**Quoted passage:**
To deal with medical negligence
EVERY doctor has professional, legal and moral duty towards his patients. It is their duty to extend medical assistance to save the life of patients. According to the World Medical association Declaration of Geneva, a member of medical profession shall solemnly pledge stating that health of the patient will be a his first consideration. On the other hand, medical negligence is a clear violation of right to health by a professional group who are actually on duty to protect when emergency strikes and the health rights are under threat.
In contrast, it connotes culpable carelessness in the field of medical science and it involves risk to the health and being of an individual who entrusts his well being into the hands of a medical professional. It is certainly a clear violation of the right to health and right to life guaranteed by the Constitution of Bangladesh under Article 18 and 32.

**Dataset records:**
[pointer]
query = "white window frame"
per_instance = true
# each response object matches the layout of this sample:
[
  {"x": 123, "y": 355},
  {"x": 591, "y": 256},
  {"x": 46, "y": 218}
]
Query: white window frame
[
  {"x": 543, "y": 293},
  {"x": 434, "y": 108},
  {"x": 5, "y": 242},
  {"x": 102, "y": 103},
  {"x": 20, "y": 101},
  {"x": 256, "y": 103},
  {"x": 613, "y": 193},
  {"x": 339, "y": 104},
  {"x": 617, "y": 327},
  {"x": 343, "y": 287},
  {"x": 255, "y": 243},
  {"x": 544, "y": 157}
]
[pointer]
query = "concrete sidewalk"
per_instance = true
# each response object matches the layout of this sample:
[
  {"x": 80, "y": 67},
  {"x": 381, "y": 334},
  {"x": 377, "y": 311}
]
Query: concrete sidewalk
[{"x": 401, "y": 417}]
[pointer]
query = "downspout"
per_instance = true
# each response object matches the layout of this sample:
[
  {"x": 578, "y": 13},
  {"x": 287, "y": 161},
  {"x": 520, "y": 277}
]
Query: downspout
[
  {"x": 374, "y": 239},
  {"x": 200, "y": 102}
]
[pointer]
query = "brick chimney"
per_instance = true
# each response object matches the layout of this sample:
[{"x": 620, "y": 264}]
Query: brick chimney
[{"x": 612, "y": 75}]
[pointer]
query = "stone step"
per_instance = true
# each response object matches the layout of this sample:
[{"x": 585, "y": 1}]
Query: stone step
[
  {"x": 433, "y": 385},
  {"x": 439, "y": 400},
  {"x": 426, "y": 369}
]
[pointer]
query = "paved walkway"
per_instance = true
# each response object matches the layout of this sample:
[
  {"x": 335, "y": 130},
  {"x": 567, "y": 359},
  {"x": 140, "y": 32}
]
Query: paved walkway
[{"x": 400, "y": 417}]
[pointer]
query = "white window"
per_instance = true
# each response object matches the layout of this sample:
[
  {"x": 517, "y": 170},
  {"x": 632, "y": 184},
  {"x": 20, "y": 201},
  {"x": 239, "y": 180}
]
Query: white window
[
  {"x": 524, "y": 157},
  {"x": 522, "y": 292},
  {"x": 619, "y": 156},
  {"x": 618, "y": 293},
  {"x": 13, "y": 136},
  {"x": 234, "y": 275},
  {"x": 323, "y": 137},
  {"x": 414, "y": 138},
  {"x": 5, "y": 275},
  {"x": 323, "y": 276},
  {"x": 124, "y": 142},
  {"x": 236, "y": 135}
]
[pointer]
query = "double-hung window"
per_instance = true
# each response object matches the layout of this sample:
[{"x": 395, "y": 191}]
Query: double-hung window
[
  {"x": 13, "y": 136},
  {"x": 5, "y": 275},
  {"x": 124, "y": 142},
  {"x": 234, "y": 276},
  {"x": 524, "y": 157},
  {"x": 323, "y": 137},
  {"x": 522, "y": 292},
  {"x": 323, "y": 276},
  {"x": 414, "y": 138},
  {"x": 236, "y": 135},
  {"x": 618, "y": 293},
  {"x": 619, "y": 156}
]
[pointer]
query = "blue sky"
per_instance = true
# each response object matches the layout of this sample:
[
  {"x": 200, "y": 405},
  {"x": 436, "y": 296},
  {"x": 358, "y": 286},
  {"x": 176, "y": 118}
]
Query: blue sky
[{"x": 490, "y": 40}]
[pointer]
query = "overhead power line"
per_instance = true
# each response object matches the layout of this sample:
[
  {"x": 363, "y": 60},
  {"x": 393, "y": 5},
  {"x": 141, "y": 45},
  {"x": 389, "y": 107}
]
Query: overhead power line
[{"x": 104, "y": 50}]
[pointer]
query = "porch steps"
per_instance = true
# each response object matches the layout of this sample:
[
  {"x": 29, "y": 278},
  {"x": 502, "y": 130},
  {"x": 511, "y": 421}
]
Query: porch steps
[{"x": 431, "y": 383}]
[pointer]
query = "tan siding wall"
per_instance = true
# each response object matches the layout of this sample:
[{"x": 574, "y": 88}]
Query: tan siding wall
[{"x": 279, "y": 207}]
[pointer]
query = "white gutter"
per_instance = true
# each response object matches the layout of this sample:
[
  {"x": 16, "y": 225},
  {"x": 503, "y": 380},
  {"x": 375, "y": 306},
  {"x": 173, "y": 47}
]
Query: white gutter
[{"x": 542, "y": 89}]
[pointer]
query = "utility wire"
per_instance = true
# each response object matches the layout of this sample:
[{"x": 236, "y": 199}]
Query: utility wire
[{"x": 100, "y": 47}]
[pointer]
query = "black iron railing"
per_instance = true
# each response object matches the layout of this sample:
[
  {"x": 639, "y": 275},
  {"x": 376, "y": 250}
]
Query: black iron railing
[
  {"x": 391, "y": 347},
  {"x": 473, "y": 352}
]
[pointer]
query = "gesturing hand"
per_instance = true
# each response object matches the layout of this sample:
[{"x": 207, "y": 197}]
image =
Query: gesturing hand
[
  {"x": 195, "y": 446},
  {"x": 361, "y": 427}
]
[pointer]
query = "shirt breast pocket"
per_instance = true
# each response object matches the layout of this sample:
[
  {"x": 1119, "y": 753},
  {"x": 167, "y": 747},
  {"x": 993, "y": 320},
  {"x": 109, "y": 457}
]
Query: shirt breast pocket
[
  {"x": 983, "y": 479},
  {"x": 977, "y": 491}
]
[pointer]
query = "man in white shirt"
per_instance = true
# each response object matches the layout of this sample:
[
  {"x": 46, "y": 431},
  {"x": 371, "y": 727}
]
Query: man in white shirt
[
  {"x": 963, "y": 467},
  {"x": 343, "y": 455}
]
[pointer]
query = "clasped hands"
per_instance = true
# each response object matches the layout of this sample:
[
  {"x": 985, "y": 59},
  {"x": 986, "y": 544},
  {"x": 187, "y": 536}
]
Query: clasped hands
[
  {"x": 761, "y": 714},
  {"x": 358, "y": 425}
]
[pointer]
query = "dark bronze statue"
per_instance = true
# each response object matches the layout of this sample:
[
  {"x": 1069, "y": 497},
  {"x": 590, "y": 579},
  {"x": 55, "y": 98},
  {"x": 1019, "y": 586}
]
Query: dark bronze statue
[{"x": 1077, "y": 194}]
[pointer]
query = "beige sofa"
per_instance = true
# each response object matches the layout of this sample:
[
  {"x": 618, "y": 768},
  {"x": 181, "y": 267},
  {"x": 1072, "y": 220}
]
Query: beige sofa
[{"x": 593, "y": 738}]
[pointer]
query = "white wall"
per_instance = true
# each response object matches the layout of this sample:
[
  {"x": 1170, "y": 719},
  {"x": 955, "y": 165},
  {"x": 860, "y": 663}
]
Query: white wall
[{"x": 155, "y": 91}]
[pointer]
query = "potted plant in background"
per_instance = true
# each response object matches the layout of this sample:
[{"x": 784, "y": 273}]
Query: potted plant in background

**Action item:** What comes next in the piece on medical negligence? Continue it from its final sentence.

**Response below:**
Medical negligence with special reference to the Consumer Rights Protection Act 2009 has the same sanctity of protection and enforcement of rights of patients. Now they can institute a suit under this Act because a medical patient is considered as a consumer and the medical institutions or professionals are as service provider under section 2, though it is not expressed stated in the Act but cases have been filed and accepted by the courts.
Section 45 of this Act has dealt with the punishment of not selling or delivering the promised product or service. It provides imprisonment for a term not exceeding 3 years, or with fine not exceeding 2, 00,000 taka, or both. Another punishment has been provided of endangering life or security of the consumer in Section 52 where it is stated that whoever does any act violating the rules or regulation under this Act or law which can endanger the life or security of the consumer will be punished with imprisonment for a term not exceeding 1 year, or with fine not exceeding 50,000 taka, or both.
The section which can directly be connected to the medical negligence is section 53 which stated that if any service provider causes damage to money, health or life of service receiver by negligence, irresponsibility or carelessness, he will be punished with imprisonment for a term not exceeding 3 years, or with fine not exceeding 2,00,000 taka, or both. However these punishments are not adequate because the amount of fine may be sometimes inconsistent to the loss or injury occurred by the service providers.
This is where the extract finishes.